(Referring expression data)
☆ ☆ ☆
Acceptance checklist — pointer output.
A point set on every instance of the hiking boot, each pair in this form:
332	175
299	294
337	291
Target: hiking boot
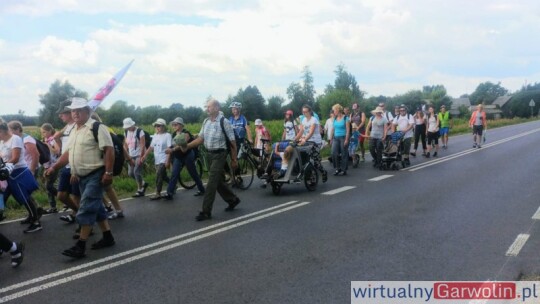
103	243
145	185
34	227
68	218
18	255
74	252
51	210
324	176
77	233
233	205
139	193
115	215
203	216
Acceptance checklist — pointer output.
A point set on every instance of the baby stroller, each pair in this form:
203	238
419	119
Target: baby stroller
392	155
301	167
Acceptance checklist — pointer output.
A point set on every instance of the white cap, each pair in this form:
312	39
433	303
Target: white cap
128	123
159	121
78	103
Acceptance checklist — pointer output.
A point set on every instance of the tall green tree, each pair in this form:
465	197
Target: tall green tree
253	103
58	92
519	104
308	89
487	92
274	108
411	100
303	93
436	95
193	115
296	96
327	100
346	81
117	112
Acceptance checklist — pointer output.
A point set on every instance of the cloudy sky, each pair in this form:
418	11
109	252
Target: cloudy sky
186	50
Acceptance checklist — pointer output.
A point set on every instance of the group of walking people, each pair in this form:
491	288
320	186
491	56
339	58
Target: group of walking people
82	157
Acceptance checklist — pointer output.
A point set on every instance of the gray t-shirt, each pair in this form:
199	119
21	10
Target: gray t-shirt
377	127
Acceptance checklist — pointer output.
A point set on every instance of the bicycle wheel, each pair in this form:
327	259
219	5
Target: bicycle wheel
244	174
185	179
311	178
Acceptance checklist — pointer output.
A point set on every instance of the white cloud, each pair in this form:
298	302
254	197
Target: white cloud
☆ ☆ ☆
Exercise description.
Could you quote, exactly as they appear, the line containing "A point set on every instance of the group" and every line after it to the end of the records above?

Answer to this exercise.
A point set on every instance of the group of walking people, each pair in this form:
491	288
320	186
491	56
339	58
Target: group of walking people
82	157
Acceptance checklist — pointer output.
A point set on every instance of the gray t-shirt, each pair in this form:
199	119
21	10
Target: gray t-shirt
377	127
Acceptance checklist — pointer output.
A point set on every instance of the bicycle wheel, each pair in this form:
327	259
219	5
Target: bicycle wheel
244	174
185	179
311	178
Acceptance checklist — pointer output.
A point set on every instance of the white cloud, each pair in this form:
298	302
254	197
Target: white cloud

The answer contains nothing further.